What is needed is the run of lines from the one with "Target: shrub" through the close of the data, set down exactly.

___ Data section ___

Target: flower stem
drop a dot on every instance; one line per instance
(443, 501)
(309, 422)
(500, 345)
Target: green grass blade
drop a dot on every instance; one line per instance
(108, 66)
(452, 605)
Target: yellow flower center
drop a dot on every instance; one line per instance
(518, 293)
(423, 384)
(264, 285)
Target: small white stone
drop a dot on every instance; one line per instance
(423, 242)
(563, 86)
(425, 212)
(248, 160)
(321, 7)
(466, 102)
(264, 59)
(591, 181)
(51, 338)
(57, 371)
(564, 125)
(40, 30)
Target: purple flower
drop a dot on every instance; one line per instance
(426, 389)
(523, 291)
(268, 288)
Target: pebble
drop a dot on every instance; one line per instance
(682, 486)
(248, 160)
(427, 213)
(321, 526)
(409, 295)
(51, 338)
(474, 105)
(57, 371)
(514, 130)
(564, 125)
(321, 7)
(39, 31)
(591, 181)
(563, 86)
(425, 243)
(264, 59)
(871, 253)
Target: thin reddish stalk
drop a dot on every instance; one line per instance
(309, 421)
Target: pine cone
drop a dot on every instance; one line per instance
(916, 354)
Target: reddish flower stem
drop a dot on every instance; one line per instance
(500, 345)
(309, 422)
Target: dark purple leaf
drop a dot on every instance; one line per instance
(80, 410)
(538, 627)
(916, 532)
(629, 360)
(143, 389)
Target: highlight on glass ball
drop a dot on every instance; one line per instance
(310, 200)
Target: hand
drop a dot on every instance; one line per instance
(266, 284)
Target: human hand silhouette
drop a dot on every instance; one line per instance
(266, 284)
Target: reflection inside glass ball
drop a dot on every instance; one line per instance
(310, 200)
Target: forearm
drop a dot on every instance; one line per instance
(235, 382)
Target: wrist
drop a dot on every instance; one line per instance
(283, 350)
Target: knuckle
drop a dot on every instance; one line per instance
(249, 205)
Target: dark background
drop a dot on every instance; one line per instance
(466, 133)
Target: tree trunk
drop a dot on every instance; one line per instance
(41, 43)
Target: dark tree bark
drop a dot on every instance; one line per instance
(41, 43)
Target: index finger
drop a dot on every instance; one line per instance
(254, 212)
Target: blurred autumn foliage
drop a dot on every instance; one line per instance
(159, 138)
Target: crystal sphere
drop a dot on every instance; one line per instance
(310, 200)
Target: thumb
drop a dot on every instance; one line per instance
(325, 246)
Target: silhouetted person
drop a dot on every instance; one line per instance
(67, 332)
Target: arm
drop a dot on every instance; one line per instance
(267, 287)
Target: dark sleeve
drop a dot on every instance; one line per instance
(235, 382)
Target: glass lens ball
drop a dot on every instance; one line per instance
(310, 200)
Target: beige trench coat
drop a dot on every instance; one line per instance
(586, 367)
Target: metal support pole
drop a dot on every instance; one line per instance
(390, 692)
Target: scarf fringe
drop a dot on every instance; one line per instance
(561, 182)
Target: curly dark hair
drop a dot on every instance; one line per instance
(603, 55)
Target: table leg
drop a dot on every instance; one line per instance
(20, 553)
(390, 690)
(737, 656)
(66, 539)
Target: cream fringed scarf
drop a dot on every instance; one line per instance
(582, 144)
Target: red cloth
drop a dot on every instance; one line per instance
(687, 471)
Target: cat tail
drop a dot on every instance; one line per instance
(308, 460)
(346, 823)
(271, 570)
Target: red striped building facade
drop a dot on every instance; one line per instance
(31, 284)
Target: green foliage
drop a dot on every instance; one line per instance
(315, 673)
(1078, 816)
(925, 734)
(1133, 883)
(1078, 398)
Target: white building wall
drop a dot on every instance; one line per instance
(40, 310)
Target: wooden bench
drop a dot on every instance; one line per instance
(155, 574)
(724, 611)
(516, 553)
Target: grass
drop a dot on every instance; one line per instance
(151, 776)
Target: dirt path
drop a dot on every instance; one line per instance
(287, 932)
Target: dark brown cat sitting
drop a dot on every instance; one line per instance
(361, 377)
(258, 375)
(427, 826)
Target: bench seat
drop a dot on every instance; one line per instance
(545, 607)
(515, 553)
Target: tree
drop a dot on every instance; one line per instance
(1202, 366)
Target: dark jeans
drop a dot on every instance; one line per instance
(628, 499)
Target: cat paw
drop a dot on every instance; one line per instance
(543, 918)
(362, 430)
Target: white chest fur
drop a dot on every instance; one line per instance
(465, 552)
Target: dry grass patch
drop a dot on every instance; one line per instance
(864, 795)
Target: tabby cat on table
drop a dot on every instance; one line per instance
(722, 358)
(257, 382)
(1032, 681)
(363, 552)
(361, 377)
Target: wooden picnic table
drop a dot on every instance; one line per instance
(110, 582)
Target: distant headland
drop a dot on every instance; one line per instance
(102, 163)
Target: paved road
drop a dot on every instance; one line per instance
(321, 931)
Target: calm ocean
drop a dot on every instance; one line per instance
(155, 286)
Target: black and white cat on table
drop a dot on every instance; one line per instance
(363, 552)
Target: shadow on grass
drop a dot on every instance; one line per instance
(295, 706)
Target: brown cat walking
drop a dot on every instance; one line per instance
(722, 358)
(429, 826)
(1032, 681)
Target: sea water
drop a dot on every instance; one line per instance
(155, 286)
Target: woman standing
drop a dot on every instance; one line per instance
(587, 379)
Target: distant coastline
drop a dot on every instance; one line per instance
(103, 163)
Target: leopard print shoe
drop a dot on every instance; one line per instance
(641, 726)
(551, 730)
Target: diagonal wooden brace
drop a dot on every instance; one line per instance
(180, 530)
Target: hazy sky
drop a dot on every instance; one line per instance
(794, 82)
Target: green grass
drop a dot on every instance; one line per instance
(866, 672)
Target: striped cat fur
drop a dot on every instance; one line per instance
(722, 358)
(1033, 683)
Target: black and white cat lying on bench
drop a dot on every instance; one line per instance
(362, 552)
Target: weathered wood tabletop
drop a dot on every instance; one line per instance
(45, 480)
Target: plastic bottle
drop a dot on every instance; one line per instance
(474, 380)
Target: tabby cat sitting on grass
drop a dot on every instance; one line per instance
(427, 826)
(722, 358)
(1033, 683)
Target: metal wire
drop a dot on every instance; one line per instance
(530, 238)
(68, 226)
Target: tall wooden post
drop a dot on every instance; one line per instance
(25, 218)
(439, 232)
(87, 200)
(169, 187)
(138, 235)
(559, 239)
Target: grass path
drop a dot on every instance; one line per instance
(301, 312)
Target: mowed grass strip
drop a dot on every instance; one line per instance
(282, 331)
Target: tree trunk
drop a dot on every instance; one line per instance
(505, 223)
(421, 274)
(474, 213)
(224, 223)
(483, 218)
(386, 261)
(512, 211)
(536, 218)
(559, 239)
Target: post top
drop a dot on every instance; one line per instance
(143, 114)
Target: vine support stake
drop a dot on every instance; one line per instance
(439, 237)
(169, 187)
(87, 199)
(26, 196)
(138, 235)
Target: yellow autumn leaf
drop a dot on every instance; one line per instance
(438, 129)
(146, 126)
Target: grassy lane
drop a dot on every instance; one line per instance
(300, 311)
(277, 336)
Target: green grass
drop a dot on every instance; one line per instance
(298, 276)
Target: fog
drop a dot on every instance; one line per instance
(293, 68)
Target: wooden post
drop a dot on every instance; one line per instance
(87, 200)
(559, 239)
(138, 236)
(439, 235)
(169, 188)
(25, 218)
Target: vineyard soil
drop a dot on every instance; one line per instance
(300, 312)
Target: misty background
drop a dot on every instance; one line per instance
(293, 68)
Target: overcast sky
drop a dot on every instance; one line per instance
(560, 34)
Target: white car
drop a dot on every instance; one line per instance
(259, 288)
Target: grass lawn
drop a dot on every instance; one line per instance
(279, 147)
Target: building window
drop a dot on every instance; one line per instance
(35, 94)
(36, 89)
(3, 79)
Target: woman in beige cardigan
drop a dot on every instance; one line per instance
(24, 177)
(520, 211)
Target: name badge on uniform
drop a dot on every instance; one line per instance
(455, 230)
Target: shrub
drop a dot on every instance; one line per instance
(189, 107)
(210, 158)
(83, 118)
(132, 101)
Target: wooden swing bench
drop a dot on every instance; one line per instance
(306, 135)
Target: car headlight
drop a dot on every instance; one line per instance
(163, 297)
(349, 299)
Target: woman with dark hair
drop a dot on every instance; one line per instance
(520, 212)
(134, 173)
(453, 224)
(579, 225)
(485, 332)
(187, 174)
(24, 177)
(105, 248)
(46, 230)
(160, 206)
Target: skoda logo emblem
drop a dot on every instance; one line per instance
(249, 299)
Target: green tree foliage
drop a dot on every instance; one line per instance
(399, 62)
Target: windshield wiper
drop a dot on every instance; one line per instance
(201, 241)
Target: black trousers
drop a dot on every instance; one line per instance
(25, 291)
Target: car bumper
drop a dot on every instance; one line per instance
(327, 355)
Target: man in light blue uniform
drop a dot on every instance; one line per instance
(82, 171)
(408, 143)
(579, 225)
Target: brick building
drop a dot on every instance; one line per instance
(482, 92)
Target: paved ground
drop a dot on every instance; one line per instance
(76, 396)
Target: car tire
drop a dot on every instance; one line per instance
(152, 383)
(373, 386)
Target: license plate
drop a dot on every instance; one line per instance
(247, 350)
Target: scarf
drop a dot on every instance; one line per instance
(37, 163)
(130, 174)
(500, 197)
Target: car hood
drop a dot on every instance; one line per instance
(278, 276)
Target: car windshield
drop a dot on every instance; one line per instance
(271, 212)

___

_Answer:_
Target: shrub
drop a dot on every instance; one line per instance
(189, 107)
(210, 158)
(83, 118)
(132, 101)
Target: wooden swing bench
drop a dot on every instance; one line per instance
(306, 135)
Target: car headlight
drop a dot on every instance; one line per instance
(163, 297)
(349, 299)
Target: woman with dark hair
drop a dot on every instance; one line per instance
(520, 212)
(134, 173)
(453, 224)
(579, 225)
(485, 332)
(187, 174)
(24, 177)
(105, 248)
(46, 230)
(160, 206)
Target: skoda logo emblem
drop a dot on every instance; one line per instance
(249, 299)
Target: green tree foliage
drop a dot on every instance; one line per instance
(399, 62)
Target: windshield wiper
drop a dot on every instance; one line per instance
(201, 241)
Target: black trousers
drop a dot on every instance; one line per instance
(25, 291)
Target: car bumper
drop a dot on every instance; one line per instance
(327, 355)
Target: man in light blue uniform
drop a dot on every instance; one line per instance
(82, 171)
(408, 143)
(579, 225)
Target: brick building
drop a dot on every instance; one line per instance
(482, 92)
Target: paved ground
drop a dot on every instance; one line per instance
(76, 396)
Target: car tire
drop a dot on every instance; one line per instance
(152, 383)
(373, 386)
Target: license plate
drop a dot on every instance; one line per instance
(247, 350)
Target: scarf
drop a dot on every instance; one line per instance
(37, 163)
(130, 174)
(500, 197)
Target: car hood
drop a dot on every instance; one line per instance
(278, 276)
Target: car windshield
drop a dot on every instance; one line per instance
(271, 212)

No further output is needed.